Detection examples:
★ ★ ★ ★

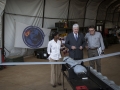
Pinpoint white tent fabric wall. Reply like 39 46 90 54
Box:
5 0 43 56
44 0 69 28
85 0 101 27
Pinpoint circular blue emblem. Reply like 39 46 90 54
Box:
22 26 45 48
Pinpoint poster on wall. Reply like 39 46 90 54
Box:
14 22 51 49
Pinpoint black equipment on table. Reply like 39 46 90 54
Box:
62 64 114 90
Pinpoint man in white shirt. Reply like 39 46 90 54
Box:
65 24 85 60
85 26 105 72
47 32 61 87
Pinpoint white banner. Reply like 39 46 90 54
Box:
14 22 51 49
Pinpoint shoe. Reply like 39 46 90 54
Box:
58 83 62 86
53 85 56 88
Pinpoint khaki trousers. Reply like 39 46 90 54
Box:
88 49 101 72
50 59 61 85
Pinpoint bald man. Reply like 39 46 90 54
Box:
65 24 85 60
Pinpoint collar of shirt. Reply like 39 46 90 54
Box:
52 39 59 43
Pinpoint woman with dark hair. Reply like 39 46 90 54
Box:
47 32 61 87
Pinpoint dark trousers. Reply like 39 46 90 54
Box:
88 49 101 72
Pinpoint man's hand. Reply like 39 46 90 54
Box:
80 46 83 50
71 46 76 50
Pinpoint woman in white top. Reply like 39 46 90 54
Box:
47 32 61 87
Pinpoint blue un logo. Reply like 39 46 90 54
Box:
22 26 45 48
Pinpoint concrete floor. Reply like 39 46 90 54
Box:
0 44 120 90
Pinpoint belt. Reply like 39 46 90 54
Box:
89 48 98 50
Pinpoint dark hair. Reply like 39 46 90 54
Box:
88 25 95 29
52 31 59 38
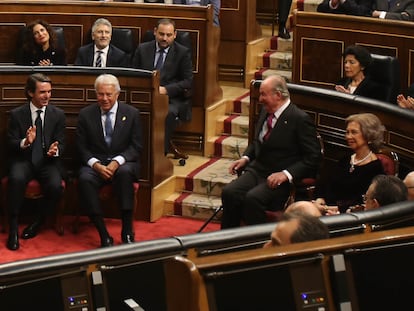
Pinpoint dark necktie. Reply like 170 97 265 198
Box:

★ ★ ★ ★

> _STATED EXERCISE_: Copy the entries above word for word, starting at the very beginning and ending at the line that contains "62 64 114 90", with both ends included. Leave the pictures out.

> _THE OUTPUT_:
Pinpoint white tent fabric wall. Reply like 39 46 90 54
Box:
5 0 43 56
44 0 69 28
85 0 101 27
Pinpoint circular blue emblem. Reply like 39 46 90 54
Box:
22 26 45 48
Pinpoint poster on wall. Reply like 39 46 90 54
Box:
14 22 51 49
Pinpoint black equipment on table. Reply like 39 46 90 54
Box:
62 64 114 90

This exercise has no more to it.